Reproduce every item below verbatim, line for line, without altering any character.

┏━━

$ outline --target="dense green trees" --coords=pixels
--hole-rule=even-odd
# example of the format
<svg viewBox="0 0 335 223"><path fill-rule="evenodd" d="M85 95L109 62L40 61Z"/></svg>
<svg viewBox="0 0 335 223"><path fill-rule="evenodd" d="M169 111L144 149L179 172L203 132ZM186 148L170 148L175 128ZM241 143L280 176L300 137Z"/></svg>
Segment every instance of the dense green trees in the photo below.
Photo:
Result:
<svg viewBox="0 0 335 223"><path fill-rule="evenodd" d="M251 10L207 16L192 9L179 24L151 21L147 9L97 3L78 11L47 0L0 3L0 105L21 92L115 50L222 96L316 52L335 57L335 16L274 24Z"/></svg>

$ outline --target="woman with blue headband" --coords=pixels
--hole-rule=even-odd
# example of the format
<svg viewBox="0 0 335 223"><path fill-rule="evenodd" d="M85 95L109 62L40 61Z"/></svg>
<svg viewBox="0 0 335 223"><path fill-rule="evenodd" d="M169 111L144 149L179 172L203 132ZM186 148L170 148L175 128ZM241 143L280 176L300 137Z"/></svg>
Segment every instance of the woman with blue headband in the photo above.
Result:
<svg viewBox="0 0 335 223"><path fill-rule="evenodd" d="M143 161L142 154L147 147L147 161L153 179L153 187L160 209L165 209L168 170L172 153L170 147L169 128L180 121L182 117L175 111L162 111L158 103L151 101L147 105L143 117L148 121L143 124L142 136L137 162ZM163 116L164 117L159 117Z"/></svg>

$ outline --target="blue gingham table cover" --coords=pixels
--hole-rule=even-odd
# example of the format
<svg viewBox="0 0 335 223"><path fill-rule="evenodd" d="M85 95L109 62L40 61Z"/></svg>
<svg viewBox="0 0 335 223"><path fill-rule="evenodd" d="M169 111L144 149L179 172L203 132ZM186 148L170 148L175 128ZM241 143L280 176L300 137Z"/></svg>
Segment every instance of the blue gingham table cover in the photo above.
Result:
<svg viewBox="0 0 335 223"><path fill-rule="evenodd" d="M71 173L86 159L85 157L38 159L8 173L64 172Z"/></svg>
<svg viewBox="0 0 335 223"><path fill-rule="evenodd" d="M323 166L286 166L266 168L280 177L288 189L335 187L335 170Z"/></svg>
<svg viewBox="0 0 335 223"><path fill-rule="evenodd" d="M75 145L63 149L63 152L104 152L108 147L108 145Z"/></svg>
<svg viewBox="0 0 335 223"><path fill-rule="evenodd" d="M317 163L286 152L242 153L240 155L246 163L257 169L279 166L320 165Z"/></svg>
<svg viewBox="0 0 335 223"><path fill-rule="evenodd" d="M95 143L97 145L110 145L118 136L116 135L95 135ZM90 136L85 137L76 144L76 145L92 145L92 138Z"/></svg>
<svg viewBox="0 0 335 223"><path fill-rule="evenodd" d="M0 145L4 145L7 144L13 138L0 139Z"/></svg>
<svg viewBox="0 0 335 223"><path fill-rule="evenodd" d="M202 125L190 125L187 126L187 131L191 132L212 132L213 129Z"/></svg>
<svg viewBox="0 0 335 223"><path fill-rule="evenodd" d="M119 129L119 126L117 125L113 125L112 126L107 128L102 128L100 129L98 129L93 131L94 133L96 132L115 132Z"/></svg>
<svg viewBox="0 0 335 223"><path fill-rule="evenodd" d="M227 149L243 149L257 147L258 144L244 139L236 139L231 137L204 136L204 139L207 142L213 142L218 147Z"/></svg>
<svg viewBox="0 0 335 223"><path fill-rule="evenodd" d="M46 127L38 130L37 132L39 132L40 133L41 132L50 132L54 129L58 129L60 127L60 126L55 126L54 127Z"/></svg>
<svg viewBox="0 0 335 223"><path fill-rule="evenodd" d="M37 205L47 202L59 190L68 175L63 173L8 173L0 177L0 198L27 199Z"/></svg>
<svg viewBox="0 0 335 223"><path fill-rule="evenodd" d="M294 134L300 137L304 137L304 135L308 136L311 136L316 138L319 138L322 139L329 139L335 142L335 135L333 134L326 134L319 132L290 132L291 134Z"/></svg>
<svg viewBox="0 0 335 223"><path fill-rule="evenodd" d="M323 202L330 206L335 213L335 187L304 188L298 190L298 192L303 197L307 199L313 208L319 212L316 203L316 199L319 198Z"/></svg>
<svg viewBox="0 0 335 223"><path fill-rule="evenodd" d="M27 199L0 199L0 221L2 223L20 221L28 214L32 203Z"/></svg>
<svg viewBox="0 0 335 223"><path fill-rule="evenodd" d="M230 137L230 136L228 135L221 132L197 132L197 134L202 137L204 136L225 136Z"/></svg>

┗━━

Exercise result »
$ outline --target="dense green trees" --coords=pixels
--hole-rule=even-odd
# example of the format
<svg viewBox="0 0 335 223"><path fill-rule="evenodd" d="M85 95L109 62L40 61Z"/></svg>
<svg viewBox="0 0 335 223"><path fill-rule="evenodd" d="M169 111L144 149L179 172L203 132ZM186 148L170 148L175 128ZM241 143L280 176L300 137Z"/></svg>
Segment every instance of the dense green trees in the photo below.
Photo:
Result:
<svg viewBox="0 0 335 223"><path fill-rule="evenodd" d="M251 10L207 16L192 9L179 24L151 21L147 9L97 3L78 11L47 0L0 3L0 105L21 92L115 50L222 96L316 52L335 57L335 16L274 24Z"/></svg>

$ outline --target="woman with blue headband" --coords=pixels
--hole-rule=even-odd
# example of the format
<svg viewBox="0 0 335 223"><path fill-rule="evenodd" d="M85 95L109 62L40 61Z"/></svg>
<svg viewBox="0 0 335 223"><path fill-rule="evenodd" d="M169 111L144 149L179 172L203 132ZM186 148L170 148L175 128ZM241 143L280 176L300 137Z"/></svg>
Segment every instance of the woman with blue headband in the photo above.
Result:
<svg viewBox="0 0 335 223"><path fill-rule="evenodd" d="M143 161L142 154L147 147L147 161L153 179L153 187L160 209L165 209L168 170L172 153L170 147L169 128L180 121L182 117L175 111L162 111L158 103L151 101L147 105L143 117L148 121L143 124L142 136L137 162ZM163 116L164 117L159 117Z"/></svg>

$ outline --target="blue gingham table cover" --coords=pixels
--hole-rule=even-odd
# example of the format
<svg viewBox="0 0 335 223"><path fill-rule="evenodd" d="M85 95L109 62L40 61Z"/></svg>
<svg viewBox="0 0 335 223"><path fill-rule="evenodd" d="M169 111L144 149L179 172L203 132ZM186 148L170 148L175 128ZM241 143L280 176L300 137Z"/></svg>
Segment every instance of the blue gingham table cover in the photo above.
Result:
<svg viewBox="0 0 335 223"><path fill-rule="evenodd" d="M71 173L86 159L85 157L38 159L8 173L64 172Z"/></svg>
<svg viewBox="0 0 335 223"><path fill-rule="evenodd" d="M323 166L286 166L266 168L280 177L288 189L335 187L335 170Z"/></svg>
<svg viewBox="0 0 335 223"><path fill-rule="evenodd" d="M75 145L63 149L63 152L104 152L108 147L108 145Z"/></svg>
<svg viewBox="0 0 335 223"><path fill-rule="evenodd" d="M317 163L286 152L242 153L240 155L246 163L257 169L279 166L320 165Z"/></svg>
<svg viewBox="0 0 335 223"><path fill-rule="evenodd" d="M95 143L97 145L110 145L118 136L116 135L95 135ZM90 136L85 137L76 144L76 145L92 145L92 138Z"/></svg>
<svg viewBox="0 0 335 223"><path fill-rule="evenodd" d="M0 145L4 145L7 144L13 138L0 139Z"/></svg>
<svg viewBox="0 0 335 223"><path fill-rule="evenodd" d="M202 125L190 125L187 126L187 131L191 132L212 132L213 129Z"/></svg>
<svg viewBox="0 0 335 223"><path fill-rule="evenodd" d="M119 129L119 126L117 125L113 125L112 126L107 128L102 128L100 129L98 129L93 131L94 133L96 132L115 132Z"/></svg>
<svg viewBox="0 0 335 223"><path fill-rule="evenodd" d="M227 149L243 149L257 147L258 144L244 139L236 139L231 137L204 136L204 139L207 142L213 142L218 147Z"/></svg>
<svg viewBox="0 0 335 223"><path fill-rule="evenodd" d="M46 127L38 130L37 132L39 132L40 133L41 132L50 132L54 129L58 129L60 127L60 126L55 126L54 127Z"/></svg>
<svg viewBox="0 0 335 223"><path fill-rule="evenodd" d="M37 205L47 202L59 190L68 175L63 173L8 173L0 177L0 198L27 199Z"/></svg>
<svg viewBox="0 0 335 223"><path fill-rule="evenodd" d="M294 134L300 137L304 137L304 135L308 136L311 136L316 138L319 138L322 139L329 139L335 142L335 135L333 134L326 134L319 132L290 132L291 134Z"/></svg>
<svg viewBox="0 0 335 223"><path fill-rule="evenodd" d="M323 202L330 206L335 213L335 187L304 188L298 190L298 192L303 197L307 199L313 208L319 212L316 203L316 199L319 198Z"/></svg>
<svg viewBox="0 0 335 223"><path fill-rule="evenodd" d="M27 199L0 199L0 221L2 223L20 221L28 214L32 203Z"/></svg>
<svg viewBox="0 0 335 223"><path fill-rule="evenodd" d="M230 137L230 136L228 135L221 132L197 132L197 134L202 137L204 136L225 136Z"/></svg>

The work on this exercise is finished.